Rows from a point annotation set:
[start]

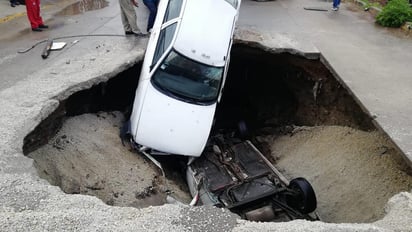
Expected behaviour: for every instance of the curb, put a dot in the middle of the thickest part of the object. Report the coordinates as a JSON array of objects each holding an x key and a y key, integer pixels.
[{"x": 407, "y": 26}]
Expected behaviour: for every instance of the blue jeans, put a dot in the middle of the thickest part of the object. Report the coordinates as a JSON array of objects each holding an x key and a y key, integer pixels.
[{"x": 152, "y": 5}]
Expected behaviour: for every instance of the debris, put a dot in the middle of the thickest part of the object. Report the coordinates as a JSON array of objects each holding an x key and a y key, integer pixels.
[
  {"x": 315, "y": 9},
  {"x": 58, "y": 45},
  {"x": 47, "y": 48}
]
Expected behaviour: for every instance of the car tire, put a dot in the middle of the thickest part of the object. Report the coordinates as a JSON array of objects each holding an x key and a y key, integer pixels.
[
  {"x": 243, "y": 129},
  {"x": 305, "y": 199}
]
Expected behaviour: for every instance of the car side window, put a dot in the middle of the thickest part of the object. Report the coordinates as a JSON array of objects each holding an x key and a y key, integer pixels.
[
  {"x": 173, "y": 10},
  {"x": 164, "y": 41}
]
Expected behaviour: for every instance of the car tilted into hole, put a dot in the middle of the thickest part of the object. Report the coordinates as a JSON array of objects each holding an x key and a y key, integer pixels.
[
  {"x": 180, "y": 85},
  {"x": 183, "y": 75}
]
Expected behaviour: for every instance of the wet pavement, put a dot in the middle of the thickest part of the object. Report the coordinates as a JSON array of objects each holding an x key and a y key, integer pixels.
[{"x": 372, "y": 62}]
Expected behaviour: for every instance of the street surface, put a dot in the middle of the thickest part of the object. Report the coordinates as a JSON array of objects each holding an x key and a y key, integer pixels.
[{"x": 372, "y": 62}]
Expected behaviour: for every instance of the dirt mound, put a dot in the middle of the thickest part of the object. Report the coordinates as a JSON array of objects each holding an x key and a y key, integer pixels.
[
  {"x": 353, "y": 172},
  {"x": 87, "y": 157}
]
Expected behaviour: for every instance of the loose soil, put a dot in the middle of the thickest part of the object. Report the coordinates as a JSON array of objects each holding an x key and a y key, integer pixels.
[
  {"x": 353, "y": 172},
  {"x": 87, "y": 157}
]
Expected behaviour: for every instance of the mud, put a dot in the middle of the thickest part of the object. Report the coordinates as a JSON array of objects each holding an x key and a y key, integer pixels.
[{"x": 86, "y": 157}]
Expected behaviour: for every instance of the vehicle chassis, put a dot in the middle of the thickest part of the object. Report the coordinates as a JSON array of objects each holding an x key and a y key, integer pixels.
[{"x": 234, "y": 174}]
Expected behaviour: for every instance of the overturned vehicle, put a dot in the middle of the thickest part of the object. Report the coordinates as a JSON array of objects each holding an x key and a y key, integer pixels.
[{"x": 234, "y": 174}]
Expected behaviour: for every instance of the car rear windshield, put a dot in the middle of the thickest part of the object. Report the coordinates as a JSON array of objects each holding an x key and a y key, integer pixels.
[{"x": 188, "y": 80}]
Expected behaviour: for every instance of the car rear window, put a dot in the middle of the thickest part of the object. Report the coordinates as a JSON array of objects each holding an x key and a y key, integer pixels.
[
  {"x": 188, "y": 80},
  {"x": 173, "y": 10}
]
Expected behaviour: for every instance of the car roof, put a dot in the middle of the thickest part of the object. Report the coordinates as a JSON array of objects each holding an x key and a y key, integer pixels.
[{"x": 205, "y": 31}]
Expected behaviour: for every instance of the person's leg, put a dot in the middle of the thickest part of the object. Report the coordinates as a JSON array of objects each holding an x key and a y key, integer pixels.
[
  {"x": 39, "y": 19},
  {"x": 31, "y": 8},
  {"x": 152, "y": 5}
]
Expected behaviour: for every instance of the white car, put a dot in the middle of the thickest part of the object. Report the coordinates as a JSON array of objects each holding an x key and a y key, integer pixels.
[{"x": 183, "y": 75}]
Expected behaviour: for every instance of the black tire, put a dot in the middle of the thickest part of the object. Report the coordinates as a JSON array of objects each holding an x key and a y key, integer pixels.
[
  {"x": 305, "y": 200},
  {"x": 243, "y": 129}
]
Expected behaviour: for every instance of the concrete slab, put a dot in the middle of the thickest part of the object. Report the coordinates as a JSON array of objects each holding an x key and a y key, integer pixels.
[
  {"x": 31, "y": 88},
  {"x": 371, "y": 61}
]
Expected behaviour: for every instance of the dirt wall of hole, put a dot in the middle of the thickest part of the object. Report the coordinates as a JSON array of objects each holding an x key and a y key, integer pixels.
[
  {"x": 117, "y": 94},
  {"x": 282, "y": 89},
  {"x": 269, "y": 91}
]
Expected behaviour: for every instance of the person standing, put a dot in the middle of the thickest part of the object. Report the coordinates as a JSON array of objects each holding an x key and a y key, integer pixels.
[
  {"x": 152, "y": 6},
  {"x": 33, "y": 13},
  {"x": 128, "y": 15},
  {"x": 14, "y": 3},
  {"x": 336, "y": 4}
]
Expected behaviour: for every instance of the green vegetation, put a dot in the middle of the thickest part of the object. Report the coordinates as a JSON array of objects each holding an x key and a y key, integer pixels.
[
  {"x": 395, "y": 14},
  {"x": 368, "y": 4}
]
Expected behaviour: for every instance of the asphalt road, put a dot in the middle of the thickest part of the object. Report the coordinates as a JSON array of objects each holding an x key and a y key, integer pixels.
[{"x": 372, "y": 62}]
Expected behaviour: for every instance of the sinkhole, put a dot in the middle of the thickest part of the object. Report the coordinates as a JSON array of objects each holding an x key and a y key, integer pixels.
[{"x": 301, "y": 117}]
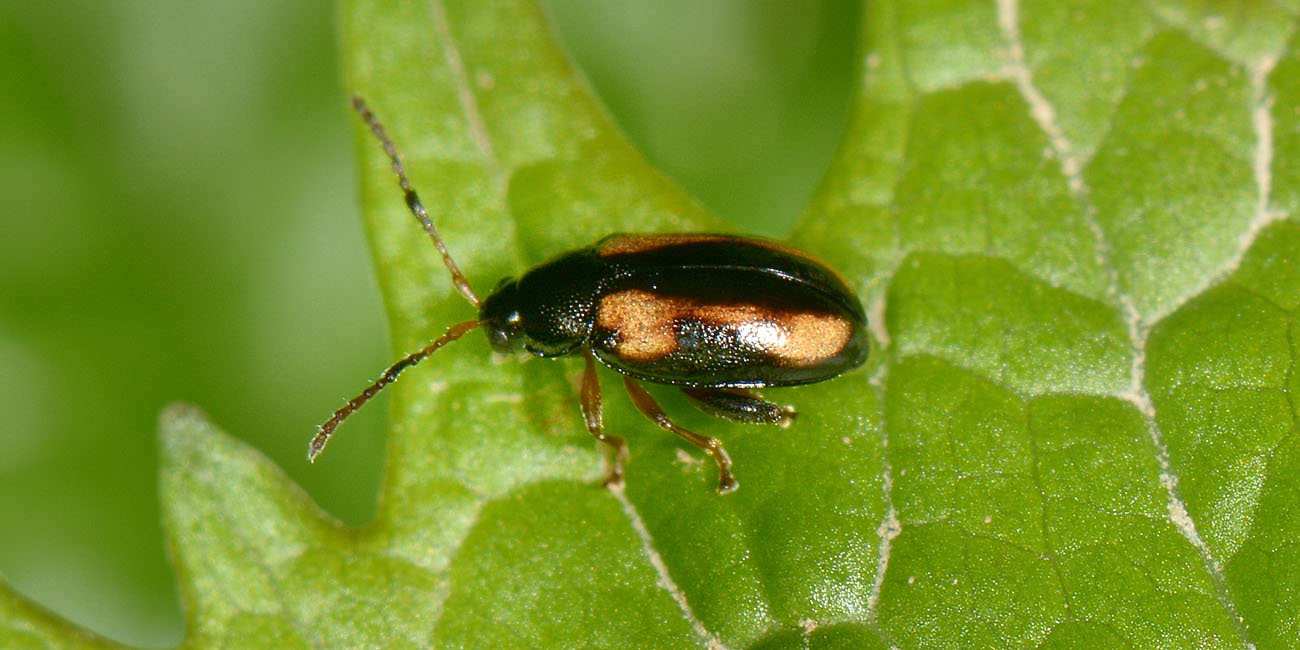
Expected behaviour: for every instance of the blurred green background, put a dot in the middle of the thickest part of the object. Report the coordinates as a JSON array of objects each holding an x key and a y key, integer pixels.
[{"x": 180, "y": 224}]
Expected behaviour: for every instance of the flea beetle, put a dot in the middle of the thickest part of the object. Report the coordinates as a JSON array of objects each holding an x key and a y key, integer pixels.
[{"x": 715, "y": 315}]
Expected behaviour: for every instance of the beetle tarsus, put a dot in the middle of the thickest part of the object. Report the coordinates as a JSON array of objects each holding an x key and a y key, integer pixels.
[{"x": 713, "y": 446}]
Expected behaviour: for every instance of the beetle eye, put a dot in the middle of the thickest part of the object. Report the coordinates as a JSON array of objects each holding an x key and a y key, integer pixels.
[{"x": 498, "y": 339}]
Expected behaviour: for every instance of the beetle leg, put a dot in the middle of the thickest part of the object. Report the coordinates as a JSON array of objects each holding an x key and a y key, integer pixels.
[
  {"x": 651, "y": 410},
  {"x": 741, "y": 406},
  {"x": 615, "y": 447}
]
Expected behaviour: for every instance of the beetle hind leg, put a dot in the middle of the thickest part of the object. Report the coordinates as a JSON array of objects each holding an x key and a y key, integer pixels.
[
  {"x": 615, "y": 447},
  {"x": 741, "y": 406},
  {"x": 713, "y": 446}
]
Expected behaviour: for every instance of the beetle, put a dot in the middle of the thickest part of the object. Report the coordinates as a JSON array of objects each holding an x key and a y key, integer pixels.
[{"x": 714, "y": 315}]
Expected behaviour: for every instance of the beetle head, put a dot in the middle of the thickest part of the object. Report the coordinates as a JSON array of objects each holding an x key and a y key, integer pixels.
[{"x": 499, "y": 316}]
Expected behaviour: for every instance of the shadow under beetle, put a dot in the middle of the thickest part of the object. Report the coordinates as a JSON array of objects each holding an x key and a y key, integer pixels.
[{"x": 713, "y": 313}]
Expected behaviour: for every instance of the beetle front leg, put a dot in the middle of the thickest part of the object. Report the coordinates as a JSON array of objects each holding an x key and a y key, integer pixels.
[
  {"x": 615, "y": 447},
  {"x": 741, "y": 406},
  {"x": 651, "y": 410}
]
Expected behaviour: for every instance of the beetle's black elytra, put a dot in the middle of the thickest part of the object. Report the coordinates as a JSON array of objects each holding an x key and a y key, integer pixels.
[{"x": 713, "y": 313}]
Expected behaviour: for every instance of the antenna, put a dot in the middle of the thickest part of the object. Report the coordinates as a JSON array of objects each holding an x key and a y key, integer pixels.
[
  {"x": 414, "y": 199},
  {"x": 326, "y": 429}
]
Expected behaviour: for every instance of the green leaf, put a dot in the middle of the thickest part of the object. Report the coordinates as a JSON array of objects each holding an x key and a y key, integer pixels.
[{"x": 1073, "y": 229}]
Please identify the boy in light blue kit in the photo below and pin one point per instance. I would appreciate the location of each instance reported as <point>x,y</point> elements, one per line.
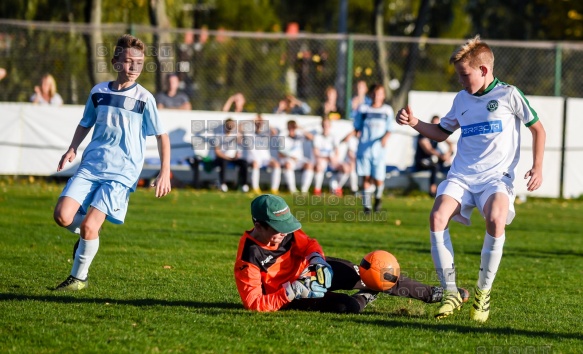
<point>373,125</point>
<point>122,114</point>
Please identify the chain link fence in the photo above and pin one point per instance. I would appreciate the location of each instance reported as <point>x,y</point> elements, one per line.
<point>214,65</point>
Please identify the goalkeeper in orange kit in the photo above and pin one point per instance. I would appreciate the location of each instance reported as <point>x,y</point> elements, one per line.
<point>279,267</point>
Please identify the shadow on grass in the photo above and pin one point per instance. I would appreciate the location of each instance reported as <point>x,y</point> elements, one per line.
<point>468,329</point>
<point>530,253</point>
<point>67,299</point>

[end]
[start]

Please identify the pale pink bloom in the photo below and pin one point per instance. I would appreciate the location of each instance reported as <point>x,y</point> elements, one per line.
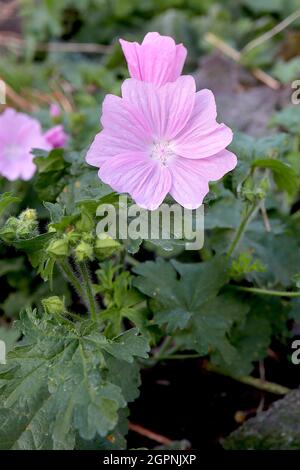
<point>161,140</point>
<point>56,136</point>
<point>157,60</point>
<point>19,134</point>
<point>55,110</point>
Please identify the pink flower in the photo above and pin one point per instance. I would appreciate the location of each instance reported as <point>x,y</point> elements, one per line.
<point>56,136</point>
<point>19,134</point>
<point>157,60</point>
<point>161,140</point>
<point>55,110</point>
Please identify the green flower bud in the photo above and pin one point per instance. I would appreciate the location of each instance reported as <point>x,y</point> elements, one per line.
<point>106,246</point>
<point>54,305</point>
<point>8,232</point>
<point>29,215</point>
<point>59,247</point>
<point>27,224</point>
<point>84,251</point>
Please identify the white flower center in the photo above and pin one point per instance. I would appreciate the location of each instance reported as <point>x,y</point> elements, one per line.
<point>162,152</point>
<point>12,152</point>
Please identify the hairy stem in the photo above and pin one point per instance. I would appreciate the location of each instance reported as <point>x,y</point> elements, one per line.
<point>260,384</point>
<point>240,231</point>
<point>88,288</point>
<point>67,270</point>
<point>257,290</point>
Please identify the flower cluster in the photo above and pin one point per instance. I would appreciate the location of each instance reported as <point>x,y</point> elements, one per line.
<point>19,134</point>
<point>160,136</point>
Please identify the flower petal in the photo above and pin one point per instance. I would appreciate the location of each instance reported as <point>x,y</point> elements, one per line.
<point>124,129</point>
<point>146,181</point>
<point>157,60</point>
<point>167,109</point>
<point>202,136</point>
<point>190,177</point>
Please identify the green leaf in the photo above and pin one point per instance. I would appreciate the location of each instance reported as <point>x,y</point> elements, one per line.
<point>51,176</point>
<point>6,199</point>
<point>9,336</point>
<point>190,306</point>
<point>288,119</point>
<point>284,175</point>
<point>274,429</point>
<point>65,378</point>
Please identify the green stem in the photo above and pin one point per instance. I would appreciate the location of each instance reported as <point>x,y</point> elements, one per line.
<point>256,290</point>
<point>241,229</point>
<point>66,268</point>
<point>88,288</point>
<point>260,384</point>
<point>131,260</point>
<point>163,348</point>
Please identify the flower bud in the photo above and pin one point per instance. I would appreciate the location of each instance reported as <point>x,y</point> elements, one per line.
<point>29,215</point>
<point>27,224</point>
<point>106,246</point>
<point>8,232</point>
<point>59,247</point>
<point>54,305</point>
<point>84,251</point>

[end]
[start]

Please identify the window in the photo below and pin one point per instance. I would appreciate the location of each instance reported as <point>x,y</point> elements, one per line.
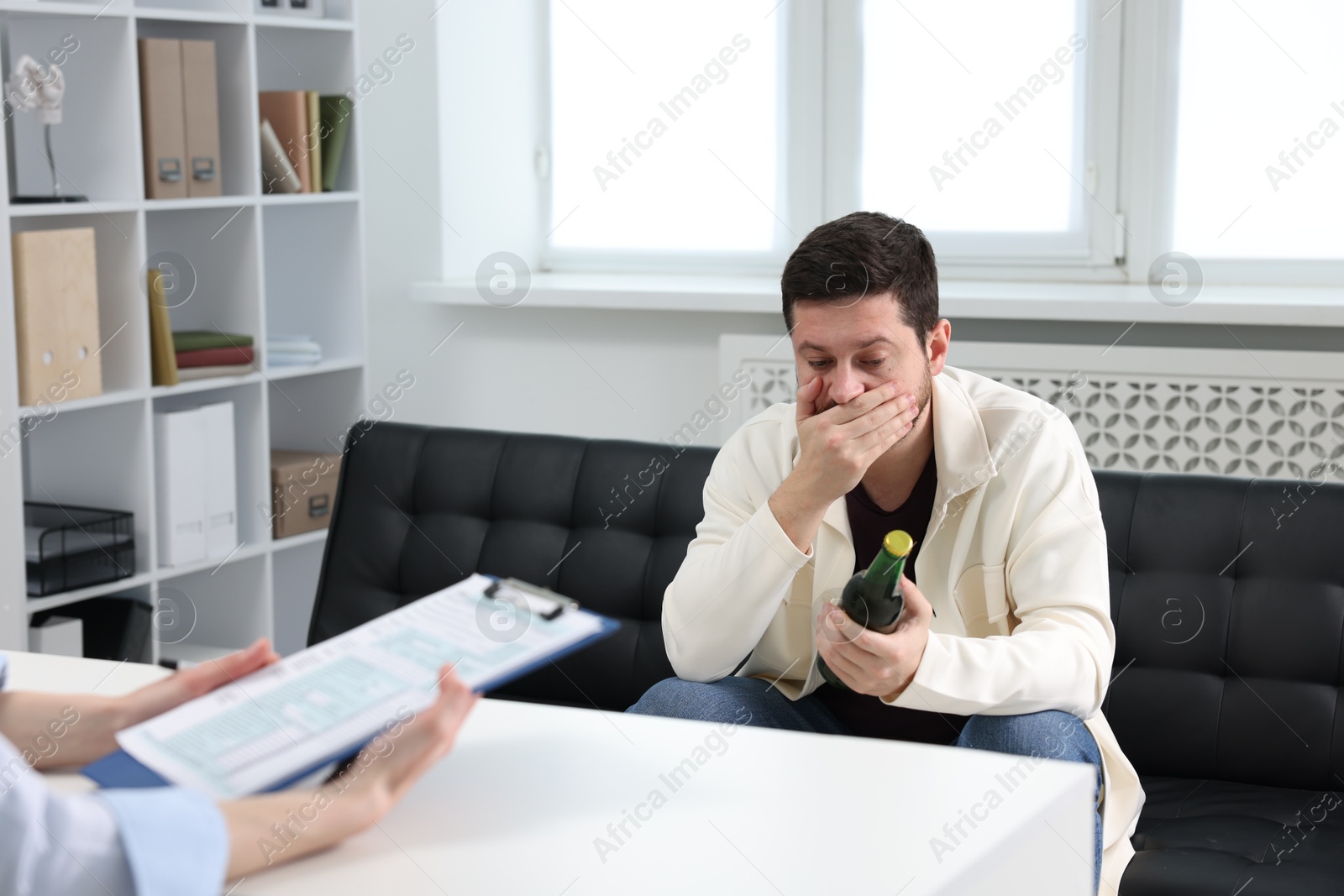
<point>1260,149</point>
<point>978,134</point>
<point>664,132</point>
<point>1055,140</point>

[end]

* Short exercise:
Please reproduce, unchanged, every line from the one containing "Please identify the chain" through the one containing "<point>67,299</point>", both included.

* Full output:
Please identify the chain link fence in the photo above and pin one point per instance. I would appreciate the location of each instance reported as <point>x,y</point> elements, one per line.
<point>214,65</point>
Please identify the goalkeeper in orange kit in the photo above and pin one point per instance. I would appreciate the location of each instance reported as <point>x,y</point> elements, one per line.
<point>279,267</point>
Please identify the shadow on grass in the photo above and pin one point per instance. I would appreciate the location of each instance reported as <point>x,y</point> elements, one per line.
<point>468,329</point>
<point>530,253</point>
<point>67,299</point>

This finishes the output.